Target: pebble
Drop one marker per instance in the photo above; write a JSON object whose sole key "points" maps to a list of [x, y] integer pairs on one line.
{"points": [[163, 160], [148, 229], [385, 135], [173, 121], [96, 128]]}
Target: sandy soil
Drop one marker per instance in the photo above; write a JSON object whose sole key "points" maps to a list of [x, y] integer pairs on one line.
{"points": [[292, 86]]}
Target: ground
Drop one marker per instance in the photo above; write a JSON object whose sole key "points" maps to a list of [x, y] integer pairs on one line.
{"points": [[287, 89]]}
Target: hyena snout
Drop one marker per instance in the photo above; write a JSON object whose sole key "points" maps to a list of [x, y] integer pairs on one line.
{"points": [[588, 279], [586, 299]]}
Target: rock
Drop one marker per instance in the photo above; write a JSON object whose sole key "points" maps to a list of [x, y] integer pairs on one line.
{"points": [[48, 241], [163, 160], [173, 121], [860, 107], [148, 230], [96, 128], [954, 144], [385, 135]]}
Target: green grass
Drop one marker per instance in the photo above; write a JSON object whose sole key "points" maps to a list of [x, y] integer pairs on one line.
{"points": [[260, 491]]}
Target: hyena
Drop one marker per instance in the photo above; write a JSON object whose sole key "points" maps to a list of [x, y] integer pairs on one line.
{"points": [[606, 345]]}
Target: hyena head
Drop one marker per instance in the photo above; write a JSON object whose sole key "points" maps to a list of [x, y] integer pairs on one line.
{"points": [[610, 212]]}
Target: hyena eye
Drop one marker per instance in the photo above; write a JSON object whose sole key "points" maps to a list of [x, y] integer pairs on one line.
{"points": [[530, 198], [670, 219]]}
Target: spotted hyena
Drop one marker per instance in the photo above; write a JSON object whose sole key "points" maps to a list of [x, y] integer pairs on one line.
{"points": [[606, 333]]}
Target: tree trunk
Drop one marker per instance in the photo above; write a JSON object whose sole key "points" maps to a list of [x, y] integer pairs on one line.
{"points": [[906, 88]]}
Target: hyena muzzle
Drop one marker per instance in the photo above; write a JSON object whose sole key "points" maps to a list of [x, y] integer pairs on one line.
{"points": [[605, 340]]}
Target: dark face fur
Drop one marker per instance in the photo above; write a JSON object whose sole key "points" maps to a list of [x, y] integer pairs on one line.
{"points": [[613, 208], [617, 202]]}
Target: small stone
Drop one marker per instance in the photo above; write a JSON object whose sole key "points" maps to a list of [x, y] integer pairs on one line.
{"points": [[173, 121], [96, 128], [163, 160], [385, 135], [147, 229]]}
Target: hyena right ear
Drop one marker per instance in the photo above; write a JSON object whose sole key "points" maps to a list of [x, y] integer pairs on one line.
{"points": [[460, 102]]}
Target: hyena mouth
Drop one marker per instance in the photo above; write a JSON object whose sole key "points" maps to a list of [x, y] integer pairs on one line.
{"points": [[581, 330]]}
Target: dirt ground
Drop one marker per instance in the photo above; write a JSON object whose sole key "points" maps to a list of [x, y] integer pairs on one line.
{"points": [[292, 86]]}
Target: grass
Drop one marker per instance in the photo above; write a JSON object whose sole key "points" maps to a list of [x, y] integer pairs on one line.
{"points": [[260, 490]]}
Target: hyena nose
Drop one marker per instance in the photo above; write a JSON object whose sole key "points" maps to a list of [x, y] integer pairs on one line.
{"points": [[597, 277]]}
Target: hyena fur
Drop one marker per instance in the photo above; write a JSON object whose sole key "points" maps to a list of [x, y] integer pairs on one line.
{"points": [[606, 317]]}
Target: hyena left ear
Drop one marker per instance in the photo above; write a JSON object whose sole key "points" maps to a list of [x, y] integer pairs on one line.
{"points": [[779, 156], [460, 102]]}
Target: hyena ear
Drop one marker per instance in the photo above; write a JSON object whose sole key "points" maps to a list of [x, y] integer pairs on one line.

• [What you should do]: Would you be able to transcribe every line of the data exactly?

• [Answer to this task]:
Target: pebble
Drop one marker per instance in the photo above; write a JSON object whose sole key "points" maps to a list of [x, y] integer pairs on one line.
{"points": [[163, 160], [148, 229], [385, 135], [173, 121], [96, 128]]}
Target: sandy soil
Drop one marker per instance in the photo above; write a JSON object whose sole key "points" maps to a list of [x, y] integer pairs on one line.
{"points": [[292, 86]]}
Target: ground
Drop one marker per instance in the photo above; write a JSON object whose sole key "points" maps to a list of [x, y] integer pairs on one line.
{"points": [[287, 89]]}
Target: hyena snout
Drop one marker per instance in the photo above; write a JSON object whose sole key "points" maps to a list of [x, y] integer pairs on one line.
{"points": [[588, 279], [586, 299]]}
Target: rock
Drop one marker per instance in the photo above; write a JSON object whose sole key "points" maps to a list of [x, y] integer pairs on one line.
{"points": [[48, 241], [163, 160], [173, 121], [860, 107], [148, 230], [96, 128], [954, 144], [385, 135]]}
Target: green grass
Drop one marker per instance in the photo above; write a JSON object whose sole key "points" maps to a list of [x, y] integer pairs on one line.
{"points": [[260, 491]]}
Target: hyena
Drop one marker per instance in the photo above; write a JSON object whose sole key "points" maps to a list of [x, y] integer pairs on one line.
{"points": [[606, 345]]}
Target: hyena head
Drop one marker per instance in the photo above; write a JSON object whose sole key "points" maps to a list of [x, y] integer pairs on one line.
{"points": [[610, 212]]}
Target: hyena eye
Drop one marker per instance in the photo above; write a JSON object whose sole key "points" maps to a list of [x, y] integer pairs on one line.
{"points": [[530, 198], [670, 219]]}
Target: spotted hyena
Drop one marker per instance in the photo above; write a JSON object whose sole key "points" maps to a list of [x, y] integer pairs on one line.
{"points": [[606, 333]]}
Target: tree trunk
Drop one marker per instance in the photo above; write a JSON object whose sole key "points" maps to a list of [x, y] integer pairs on one line.
{"points": [[906, 88]]}
Target: hyena muzzle
Drop one marker per instance in the photo above; write a JSON object whose sole key "points" maps to a list of [x, y] integer pairs on one line.
{"points": [[605, 340]]}
Target: dark face fur
Drop one marker per instance in the photo above; write a JSON object whose sole key "points" maps to a list of [x, y] integer pairs on one line.
{"points": [[613, 208], [617, 202]]}
Target: small stone
Drop one marker per instance in the photo above; write a JSON object whose sole key "points" maps to a list of [x, y] integer pairs on one line.
{"points": [[173, 121], [96, 128], [163, 160], [385, 135], [147, 229]]}
Target: hyena right ear
Drop one marker per instance in the photo above; write a JSON object whose sole key "points" maps to a list of [x, y] integer pairs on one line.
{"points": [[460, 102]]}
Target: hyena mouth
Drop one marker per instance in the photo above; write a JSON object whose sole key "points" maps to a list of [x, y] integer pairs on one line.
{"points": [[581, 330]]}
Target: dirt ground
Drop one marker per instance in the photo above; write a JSON object whose sole key "points" maps to a list of [x, y] integer pairs on one line.
{"points": [[292, 86]]}
Target: grass
Drop one marker per instance in the photo above; write a JSON object whose sole key "points" maps to a list of [x, y] integer pairs on one line.
{"points": [[260, 490]]}
Target: hyena nose
Drop one marker per instance in the photo above; write a JSON object whose sole key "points" maps to a list of [x, y] integer pairs on one line.
{"points": [[597, 277]]}
Target: hyena fur
Drop one marker per instance in the photo above; write a JSON object whose sole key "points" maps to a list of [x, y] integer pairs on one line.
{"points": [[606, 317]]}
Target: hyena left ear
Drop one marker per instance in the photo above; write a JSON object whose sole key "points" maps to a list of [x, y] integer pairs on one line.
{"points": [[779, 156], [460, 102]]}
Target: hyena ear
Drop one marker per instance in the photo above; write a JSON object whose sole key "points" maps to a list of [x, y] integer pairs on one line.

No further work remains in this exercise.